If the clause were to become law, it would not be mandatory, but permissive. It would allow the Ministry of Defence—if it so chose—to introduce a system of local service engagements. The nature of the debate so far, and in particular the misgivings that were expressed by the two hon. Gentlemen who have spoken, seems to argue strongly against the introduction of such a service.
The hon. Member for Broxtowe (Sir J. Lester), in an intervention, identified the central issue. The Ministry of Defence police do not function merely as armed guards. They possess full police powers, so they can prevent crime and deal directly with criminals and all other categories of person. Those inducted under a system of local service engagements would have a limited capability. They would have legal powers over service personnel only and there is much evidence to suggest that civilians constitute the main threat to the security of defence property.
If the basis of the proposal is the desire to make savings, any savings that may be made by reducing the number of Ministry of Defence police must be set against the cost of making members of that force redundant, establishing a new organisation and—what is not always fully considered—the effect of the substantial sums, perhaps running into millions of pounds, that must be saved every year by virtue of their ability to prevent and detect crime, a capability that those on local service engagements could not possess.
The hon. Member for Walsall, South (Mr. George) rightly drew attention to the rather curious conditions that may attach to service in such a force. Recruits are to be drawn from ex-service personnel. They will be offered considerably lower rates of pay than those available in the Army, their conditions of service will be much inferior to those currently enjoyed in the Army and there will be no long-term job security. They will have to observe service discipline, and their principal activity will be static armed guarding, which is notoriously unpopular in the armed services. It seems that the proposition in respect of local service engagements is hardly attractive, so there must be considerable doubt whether enough people of the right calibre could be recruited on those terms.
If the Ministry of Defence police are removed from an area, it will still require policing. That burden will inevitably fall on what are described as the Home Department police—the local force in any area—and it is one that, so far, they have not been required to bear. 395 I shall be interested to know what the reactions of chief constables throughout the land will be when they find themselves subject to an additional policing burden when there is continuing pressure from hon. Members in all parts of the House for the police to be more active and effective in preventing and detecting crime.
A concept similar to local service engagement has been presented on no fewer than three previous occasions, but it has been abandoned as unviable. The Government's proposals do not take sufficient account of the vital considerations of security, safety and crime prevention. If the hon. Member for Walsall, South feels compelled to force his amendment to a Division, he will certainly have my support.
§ Sir Teddy Taylor (Southend, East)
I am certainly not opposed to change. I have often supported revolutionary change, but I appeal to the Minister to acknowledge that the proposed amendment is sensible and reasonable. Its purpose is not to overturn Government policy, but to suggest that there should at some stage be a review of a pilot scheme. I have seen many changes that were well intentioned but which turned out to provide a poorer service at greater expense. The Government's proposal is not new, but has been tried on three previous occasions and, as the hon. and learned Member for Fife, North-East (Mr. Campbell) said, it was abandoned because it could not work.

┄┄┄┄┄┄

### Set problem A
Answer these questions from the debate excerpt, one answer per line:
(i) Over whom would those inducted under local service engagements have legal powers?
(ii) From what group are recruits to the proposed force to be drawn?
(iii) On how many previous occasions has a concept similar to local service engagement been presented?
The entries that follow are unrelated to the debate excerpt above and stand as separate material.

### Rows of bounding-box annotation data
┄┄┄┄┄┄

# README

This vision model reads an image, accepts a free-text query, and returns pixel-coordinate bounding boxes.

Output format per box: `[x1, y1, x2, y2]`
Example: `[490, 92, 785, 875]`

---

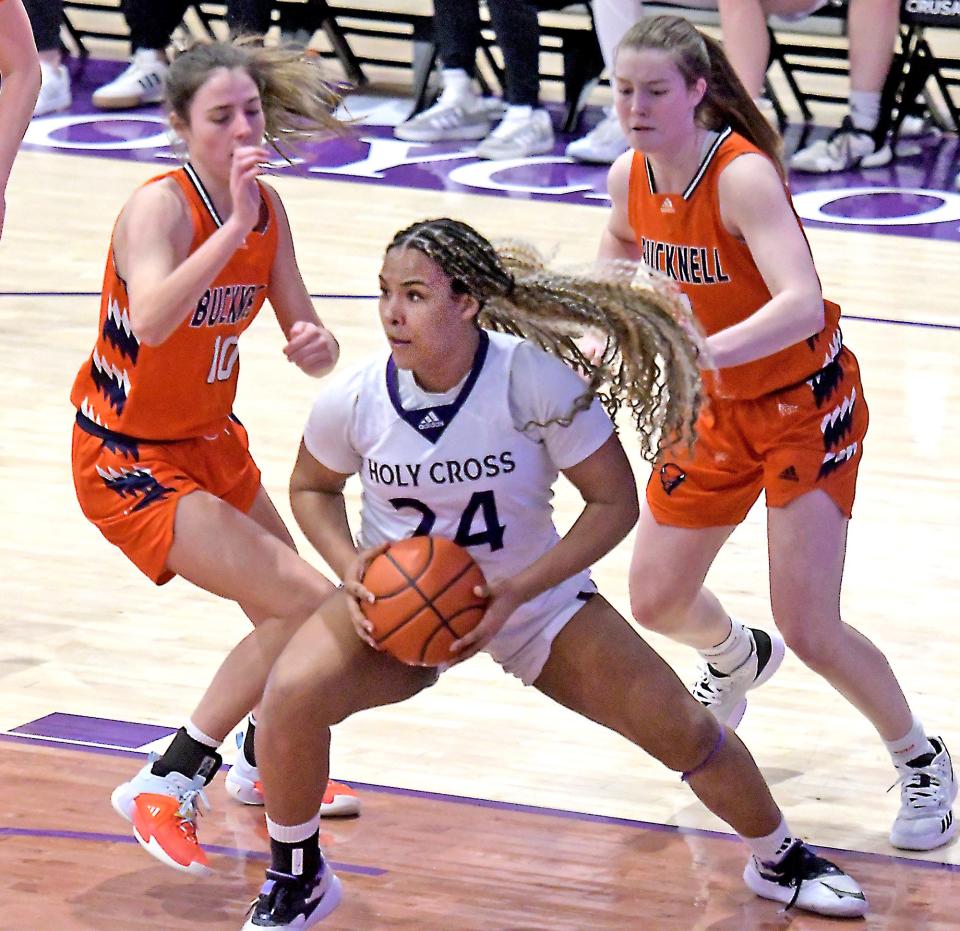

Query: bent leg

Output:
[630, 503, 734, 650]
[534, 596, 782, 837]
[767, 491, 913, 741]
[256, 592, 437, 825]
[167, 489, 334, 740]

┄┄┄┄┄┄

### Set problem B
List every line of the entries that contains the string "Output". Case counts.

### Full response A
(i) Service personnel only.
(ii) Ex-service personnel.
(iii) Three.

### Full response B
Output format per box: `[x1, y1, x2, y2]`
Output:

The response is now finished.